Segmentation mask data

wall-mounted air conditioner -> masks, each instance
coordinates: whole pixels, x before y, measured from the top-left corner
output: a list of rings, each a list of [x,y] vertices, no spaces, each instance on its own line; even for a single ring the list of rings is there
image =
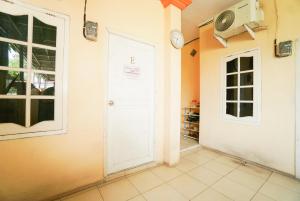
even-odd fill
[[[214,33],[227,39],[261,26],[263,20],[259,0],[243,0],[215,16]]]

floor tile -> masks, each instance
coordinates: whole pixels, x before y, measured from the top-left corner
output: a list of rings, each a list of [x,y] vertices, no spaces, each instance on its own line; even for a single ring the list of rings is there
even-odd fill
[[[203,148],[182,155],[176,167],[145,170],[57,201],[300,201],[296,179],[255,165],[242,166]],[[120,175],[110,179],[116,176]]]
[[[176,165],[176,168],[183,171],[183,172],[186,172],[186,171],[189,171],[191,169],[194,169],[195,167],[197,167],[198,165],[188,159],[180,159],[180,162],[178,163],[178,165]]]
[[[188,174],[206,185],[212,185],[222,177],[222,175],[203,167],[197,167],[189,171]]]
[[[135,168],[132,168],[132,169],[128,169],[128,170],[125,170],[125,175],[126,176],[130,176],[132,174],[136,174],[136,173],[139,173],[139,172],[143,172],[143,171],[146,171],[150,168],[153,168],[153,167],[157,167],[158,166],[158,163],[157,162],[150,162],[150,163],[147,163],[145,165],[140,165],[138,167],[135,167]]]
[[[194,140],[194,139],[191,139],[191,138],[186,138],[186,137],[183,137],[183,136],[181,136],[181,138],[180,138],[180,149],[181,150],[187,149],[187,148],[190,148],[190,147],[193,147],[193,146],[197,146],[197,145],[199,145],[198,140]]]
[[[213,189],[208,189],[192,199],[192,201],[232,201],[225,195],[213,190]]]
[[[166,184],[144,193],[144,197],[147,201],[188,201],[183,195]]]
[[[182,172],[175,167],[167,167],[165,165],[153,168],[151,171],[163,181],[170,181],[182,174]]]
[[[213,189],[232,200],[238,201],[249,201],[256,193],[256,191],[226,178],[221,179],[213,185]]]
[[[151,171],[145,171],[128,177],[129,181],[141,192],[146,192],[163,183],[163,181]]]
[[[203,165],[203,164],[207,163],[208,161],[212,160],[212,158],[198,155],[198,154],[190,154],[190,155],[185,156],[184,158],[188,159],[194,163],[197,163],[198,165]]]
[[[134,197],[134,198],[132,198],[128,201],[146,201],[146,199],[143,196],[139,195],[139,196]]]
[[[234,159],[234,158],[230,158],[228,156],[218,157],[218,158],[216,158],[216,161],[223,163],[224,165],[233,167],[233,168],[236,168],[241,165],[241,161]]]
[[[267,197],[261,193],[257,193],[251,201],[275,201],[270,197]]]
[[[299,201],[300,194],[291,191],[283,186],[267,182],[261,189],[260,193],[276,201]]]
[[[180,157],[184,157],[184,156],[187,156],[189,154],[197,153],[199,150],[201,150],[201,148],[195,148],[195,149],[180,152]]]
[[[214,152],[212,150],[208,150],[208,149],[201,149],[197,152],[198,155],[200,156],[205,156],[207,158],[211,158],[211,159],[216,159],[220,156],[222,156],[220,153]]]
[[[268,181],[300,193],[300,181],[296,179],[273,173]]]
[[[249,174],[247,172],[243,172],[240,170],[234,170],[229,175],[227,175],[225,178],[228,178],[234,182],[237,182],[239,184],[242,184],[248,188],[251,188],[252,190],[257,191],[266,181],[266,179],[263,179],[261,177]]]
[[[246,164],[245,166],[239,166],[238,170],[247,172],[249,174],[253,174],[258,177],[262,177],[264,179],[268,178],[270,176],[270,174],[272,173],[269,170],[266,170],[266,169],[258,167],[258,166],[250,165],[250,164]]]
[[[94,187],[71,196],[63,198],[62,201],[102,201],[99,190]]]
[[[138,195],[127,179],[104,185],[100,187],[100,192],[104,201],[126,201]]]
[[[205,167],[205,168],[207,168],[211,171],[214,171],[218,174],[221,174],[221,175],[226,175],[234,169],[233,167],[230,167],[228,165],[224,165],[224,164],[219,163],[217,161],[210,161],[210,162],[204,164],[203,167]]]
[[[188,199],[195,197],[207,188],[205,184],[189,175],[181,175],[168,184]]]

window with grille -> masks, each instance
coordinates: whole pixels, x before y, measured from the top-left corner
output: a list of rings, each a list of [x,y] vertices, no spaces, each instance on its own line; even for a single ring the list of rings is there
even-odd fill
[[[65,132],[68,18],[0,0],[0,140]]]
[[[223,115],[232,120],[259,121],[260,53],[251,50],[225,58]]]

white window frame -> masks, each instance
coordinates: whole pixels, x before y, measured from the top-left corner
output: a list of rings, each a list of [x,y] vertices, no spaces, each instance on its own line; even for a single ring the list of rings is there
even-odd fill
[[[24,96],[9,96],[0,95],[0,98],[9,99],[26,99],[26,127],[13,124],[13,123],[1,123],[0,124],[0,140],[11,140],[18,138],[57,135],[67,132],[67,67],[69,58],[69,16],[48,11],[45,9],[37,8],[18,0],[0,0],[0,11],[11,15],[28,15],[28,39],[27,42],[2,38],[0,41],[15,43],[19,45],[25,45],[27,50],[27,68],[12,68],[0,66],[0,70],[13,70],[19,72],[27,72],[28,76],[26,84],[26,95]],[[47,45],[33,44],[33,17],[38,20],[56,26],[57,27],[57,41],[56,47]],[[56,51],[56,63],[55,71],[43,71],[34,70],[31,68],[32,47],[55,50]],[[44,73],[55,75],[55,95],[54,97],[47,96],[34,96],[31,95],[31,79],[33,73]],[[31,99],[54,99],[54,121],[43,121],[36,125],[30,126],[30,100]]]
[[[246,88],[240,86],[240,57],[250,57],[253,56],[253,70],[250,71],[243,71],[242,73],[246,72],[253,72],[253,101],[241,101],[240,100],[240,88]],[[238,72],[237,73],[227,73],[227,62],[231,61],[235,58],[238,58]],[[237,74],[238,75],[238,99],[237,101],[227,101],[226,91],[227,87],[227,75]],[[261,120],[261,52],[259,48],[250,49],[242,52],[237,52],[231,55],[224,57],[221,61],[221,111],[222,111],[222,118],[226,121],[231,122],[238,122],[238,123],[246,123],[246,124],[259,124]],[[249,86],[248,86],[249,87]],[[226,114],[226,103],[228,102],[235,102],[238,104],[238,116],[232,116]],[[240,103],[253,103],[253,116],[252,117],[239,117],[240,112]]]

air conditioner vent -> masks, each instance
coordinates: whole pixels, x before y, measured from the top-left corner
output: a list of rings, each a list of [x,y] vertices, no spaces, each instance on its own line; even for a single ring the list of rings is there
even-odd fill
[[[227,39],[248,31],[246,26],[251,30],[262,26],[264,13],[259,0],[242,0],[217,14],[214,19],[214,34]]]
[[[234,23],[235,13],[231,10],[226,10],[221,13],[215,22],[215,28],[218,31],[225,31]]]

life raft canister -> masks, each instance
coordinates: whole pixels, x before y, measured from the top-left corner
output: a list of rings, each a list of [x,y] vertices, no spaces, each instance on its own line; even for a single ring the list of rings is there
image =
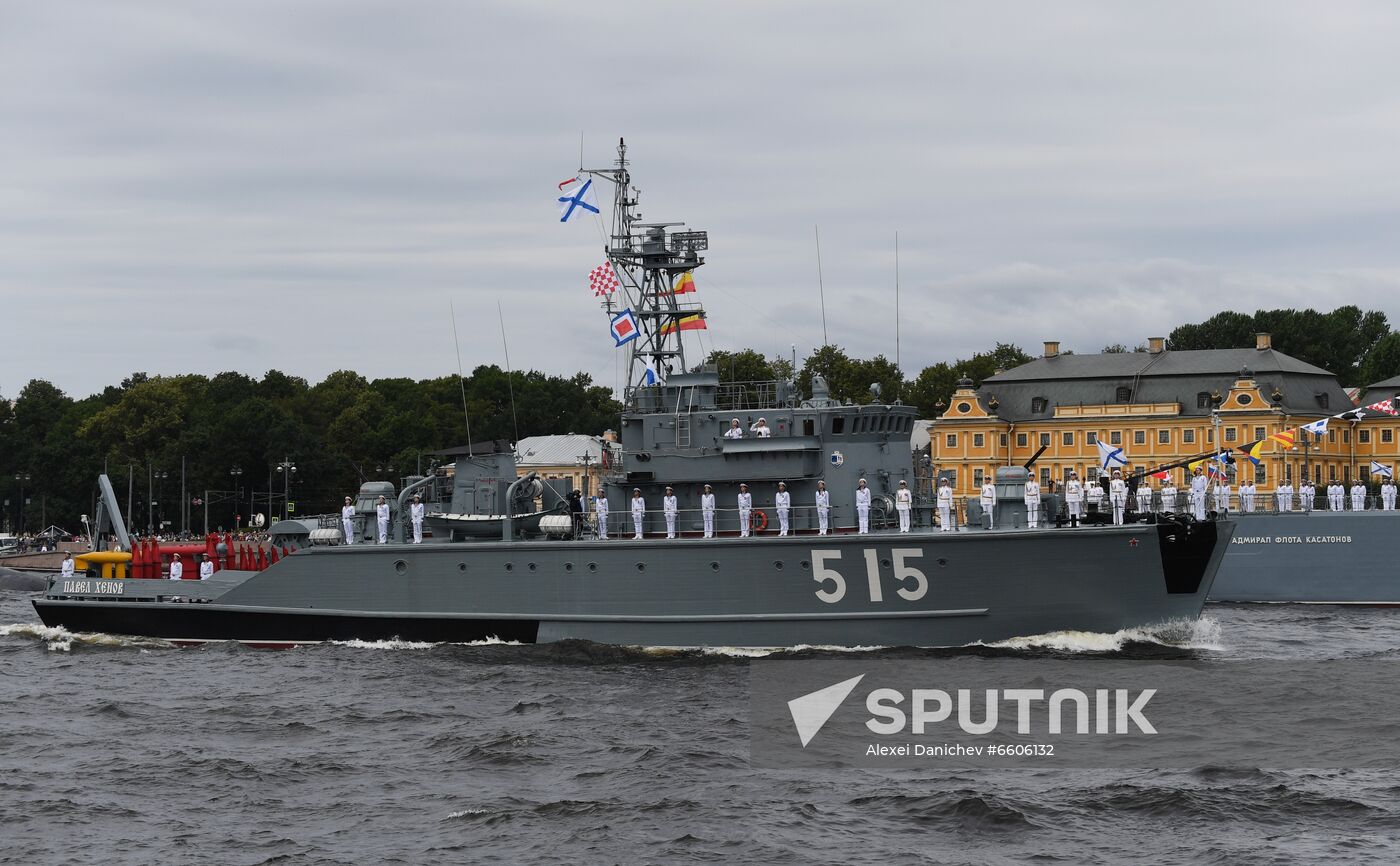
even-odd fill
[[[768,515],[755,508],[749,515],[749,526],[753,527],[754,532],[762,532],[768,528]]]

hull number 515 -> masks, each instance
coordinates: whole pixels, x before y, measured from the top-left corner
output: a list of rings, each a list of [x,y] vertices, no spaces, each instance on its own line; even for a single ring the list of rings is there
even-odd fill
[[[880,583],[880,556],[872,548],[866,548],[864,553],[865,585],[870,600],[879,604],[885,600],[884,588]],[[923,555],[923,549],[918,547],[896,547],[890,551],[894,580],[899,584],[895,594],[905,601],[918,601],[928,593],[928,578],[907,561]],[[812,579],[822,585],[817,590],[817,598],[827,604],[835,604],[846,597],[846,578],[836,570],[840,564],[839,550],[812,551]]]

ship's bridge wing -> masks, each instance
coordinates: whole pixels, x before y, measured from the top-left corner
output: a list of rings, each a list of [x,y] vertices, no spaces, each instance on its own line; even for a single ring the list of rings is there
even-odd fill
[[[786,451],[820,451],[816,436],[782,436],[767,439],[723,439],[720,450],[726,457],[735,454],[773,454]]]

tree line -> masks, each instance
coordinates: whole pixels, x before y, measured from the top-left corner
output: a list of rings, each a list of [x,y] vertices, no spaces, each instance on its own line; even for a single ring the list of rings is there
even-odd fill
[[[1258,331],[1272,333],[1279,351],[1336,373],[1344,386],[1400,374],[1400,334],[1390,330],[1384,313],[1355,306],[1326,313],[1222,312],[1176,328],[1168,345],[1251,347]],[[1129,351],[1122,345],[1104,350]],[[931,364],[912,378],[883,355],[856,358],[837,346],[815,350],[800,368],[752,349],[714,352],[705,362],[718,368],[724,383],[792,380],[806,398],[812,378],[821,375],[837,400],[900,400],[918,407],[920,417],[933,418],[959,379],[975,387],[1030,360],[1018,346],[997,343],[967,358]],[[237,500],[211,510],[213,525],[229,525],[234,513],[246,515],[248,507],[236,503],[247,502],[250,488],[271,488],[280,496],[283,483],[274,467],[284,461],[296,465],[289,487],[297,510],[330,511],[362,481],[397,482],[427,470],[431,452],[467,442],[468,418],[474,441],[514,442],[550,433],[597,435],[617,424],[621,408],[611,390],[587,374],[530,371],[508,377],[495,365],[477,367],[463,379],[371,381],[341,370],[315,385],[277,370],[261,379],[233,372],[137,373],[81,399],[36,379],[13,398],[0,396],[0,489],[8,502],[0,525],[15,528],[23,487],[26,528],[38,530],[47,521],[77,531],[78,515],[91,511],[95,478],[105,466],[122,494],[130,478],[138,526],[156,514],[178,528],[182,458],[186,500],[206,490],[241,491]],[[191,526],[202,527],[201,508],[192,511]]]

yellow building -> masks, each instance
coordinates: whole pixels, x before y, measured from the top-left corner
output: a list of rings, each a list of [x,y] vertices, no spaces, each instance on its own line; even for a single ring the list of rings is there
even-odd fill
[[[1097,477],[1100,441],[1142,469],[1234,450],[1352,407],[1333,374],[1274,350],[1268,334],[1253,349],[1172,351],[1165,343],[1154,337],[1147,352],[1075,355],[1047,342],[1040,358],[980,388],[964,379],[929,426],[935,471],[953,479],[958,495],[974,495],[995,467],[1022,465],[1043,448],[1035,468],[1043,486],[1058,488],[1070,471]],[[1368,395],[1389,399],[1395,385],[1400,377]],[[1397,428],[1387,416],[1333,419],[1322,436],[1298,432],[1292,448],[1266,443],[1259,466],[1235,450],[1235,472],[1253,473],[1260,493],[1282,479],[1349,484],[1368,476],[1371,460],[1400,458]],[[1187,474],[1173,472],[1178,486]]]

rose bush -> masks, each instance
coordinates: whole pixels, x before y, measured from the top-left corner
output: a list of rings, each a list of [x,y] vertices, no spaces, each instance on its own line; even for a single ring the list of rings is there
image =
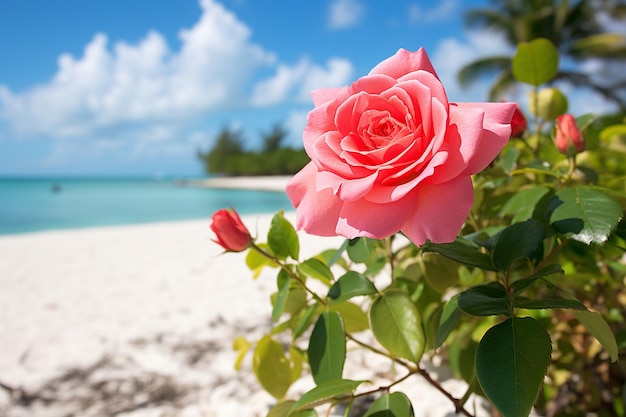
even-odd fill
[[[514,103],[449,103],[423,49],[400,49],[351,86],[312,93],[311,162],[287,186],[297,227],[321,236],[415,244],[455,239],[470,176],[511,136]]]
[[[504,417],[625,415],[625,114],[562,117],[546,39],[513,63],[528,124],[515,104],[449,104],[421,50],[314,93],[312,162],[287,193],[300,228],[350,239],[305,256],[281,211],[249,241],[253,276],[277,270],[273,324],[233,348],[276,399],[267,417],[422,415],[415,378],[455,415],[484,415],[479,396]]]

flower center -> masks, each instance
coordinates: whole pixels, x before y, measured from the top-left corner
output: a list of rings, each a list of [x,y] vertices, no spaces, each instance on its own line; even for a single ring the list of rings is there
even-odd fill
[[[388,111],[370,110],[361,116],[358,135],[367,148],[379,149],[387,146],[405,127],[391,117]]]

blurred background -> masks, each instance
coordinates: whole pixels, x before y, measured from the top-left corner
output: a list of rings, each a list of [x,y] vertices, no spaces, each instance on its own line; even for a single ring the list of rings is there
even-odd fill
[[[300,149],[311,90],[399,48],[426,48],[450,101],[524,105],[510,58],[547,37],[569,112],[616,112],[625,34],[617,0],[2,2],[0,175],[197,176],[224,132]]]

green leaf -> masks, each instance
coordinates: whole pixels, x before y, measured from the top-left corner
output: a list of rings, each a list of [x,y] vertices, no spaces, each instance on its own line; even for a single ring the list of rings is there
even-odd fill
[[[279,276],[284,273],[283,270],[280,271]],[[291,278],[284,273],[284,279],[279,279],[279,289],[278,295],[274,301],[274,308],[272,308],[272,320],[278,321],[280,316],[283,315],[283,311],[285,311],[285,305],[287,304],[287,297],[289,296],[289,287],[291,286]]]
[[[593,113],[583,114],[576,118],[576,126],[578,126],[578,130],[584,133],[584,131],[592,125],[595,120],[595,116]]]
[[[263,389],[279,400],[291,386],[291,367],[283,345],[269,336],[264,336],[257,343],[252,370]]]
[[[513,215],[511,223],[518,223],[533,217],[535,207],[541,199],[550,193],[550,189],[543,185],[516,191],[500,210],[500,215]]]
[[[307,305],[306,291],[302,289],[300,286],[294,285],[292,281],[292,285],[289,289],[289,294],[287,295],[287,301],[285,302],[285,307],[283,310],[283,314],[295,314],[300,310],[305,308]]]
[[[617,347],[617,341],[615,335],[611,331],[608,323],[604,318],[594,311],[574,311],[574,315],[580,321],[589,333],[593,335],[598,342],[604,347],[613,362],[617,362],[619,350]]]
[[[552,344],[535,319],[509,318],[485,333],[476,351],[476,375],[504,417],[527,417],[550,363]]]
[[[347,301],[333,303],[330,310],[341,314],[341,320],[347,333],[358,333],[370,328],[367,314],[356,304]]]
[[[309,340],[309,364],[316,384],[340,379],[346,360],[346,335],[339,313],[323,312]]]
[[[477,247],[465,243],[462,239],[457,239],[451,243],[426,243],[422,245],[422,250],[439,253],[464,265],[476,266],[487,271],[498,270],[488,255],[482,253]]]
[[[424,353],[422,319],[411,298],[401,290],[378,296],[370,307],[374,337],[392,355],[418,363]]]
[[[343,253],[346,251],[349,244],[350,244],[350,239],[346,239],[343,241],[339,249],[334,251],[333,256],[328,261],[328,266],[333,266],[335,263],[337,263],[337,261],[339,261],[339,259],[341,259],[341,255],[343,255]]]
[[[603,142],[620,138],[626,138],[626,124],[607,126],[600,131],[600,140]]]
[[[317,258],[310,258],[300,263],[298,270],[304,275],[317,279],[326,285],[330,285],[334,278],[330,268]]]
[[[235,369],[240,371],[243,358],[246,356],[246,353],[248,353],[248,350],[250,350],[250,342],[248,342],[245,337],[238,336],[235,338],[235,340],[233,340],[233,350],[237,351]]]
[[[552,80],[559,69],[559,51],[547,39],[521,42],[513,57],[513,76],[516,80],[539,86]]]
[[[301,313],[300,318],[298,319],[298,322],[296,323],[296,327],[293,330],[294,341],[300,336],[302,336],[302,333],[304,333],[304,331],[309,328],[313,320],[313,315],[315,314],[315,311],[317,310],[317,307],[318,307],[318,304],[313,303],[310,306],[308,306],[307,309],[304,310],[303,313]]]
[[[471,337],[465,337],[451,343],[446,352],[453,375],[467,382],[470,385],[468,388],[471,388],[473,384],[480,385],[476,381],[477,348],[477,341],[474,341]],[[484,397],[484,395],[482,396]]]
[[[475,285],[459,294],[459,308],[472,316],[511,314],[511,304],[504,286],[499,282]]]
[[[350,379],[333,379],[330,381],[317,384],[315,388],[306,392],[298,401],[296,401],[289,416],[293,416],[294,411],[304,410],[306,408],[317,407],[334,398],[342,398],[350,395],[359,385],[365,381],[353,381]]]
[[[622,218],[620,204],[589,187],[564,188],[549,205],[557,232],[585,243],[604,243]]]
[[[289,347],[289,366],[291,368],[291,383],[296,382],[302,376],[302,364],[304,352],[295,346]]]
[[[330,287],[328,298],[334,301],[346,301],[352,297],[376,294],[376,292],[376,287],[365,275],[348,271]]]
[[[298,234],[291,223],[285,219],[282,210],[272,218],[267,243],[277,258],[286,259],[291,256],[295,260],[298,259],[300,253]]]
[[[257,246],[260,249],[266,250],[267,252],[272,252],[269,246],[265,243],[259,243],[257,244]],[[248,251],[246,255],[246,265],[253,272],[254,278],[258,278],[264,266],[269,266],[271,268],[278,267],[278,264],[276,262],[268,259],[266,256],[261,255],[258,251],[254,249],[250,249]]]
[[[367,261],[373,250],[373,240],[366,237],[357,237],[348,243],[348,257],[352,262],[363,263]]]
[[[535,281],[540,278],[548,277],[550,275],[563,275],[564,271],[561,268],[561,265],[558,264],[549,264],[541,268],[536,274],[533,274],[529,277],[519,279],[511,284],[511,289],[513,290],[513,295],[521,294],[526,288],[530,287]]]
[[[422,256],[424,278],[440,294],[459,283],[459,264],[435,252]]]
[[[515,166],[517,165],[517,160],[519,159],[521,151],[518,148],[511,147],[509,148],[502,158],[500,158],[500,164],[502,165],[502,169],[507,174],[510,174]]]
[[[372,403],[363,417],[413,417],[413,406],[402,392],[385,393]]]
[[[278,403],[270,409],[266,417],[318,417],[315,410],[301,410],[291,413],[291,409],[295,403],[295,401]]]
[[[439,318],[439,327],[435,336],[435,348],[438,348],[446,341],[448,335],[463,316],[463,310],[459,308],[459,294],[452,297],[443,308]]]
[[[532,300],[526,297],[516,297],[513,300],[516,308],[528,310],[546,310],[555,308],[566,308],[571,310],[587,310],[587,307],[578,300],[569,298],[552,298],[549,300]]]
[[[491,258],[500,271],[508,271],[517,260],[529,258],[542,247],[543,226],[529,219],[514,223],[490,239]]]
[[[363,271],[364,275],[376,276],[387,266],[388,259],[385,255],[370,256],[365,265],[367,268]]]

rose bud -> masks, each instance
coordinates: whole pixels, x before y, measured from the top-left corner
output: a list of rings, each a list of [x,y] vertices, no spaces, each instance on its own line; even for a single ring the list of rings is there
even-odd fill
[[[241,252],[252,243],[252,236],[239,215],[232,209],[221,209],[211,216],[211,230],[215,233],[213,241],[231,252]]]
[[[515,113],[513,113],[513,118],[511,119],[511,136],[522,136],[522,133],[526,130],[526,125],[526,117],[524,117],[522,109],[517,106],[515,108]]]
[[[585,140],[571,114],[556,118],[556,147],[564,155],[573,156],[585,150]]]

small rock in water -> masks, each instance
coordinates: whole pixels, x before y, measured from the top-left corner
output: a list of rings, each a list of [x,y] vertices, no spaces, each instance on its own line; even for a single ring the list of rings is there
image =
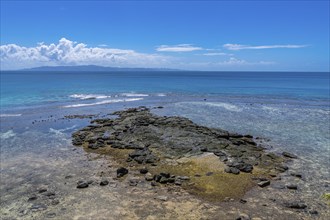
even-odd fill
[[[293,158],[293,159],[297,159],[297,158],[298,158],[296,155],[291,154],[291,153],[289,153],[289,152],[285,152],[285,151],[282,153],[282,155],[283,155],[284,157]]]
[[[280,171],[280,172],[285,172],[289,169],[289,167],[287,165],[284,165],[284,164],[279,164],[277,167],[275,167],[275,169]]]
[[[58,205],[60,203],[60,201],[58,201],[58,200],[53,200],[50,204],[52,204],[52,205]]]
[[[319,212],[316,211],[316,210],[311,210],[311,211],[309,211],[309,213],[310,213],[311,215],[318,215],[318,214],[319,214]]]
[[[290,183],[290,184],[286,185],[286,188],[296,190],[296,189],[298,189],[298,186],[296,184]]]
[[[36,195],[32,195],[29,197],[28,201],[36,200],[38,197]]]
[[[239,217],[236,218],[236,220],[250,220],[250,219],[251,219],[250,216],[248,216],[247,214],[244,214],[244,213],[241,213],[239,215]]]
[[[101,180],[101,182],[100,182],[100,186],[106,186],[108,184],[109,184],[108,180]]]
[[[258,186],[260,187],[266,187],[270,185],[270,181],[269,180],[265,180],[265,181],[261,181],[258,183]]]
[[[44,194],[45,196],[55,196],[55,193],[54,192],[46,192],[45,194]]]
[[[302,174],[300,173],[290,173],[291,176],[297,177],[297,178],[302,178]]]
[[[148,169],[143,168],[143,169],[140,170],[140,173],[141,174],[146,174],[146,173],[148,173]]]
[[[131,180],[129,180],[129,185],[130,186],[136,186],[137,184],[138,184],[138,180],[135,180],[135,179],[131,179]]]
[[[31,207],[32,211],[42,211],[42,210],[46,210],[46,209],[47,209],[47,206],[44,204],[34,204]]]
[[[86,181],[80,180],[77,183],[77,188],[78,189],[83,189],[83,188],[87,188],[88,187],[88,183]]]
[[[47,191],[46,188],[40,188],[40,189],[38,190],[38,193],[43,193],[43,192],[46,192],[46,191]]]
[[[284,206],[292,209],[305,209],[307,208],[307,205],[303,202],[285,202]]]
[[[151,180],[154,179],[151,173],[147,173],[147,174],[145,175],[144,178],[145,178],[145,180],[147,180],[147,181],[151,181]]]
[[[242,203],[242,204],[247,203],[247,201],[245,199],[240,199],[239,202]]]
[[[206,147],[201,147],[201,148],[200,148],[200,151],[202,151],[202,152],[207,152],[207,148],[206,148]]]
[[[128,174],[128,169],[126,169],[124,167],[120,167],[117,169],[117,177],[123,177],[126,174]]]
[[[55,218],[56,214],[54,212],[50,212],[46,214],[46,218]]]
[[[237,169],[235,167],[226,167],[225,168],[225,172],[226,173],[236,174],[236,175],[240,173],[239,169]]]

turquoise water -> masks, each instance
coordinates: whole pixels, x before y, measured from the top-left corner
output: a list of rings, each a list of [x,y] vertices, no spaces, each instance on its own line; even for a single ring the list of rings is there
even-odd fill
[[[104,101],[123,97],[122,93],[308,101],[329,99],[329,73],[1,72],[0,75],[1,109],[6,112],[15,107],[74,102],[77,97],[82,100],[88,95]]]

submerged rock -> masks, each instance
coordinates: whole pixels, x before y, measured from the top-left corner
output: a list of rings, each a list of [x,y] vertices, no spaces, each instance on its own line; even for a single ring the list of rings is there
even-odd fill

▶ [Work task]:
How many of the lines above include the string "rock"? Answer with the number only.

▶ [Task solution]:
2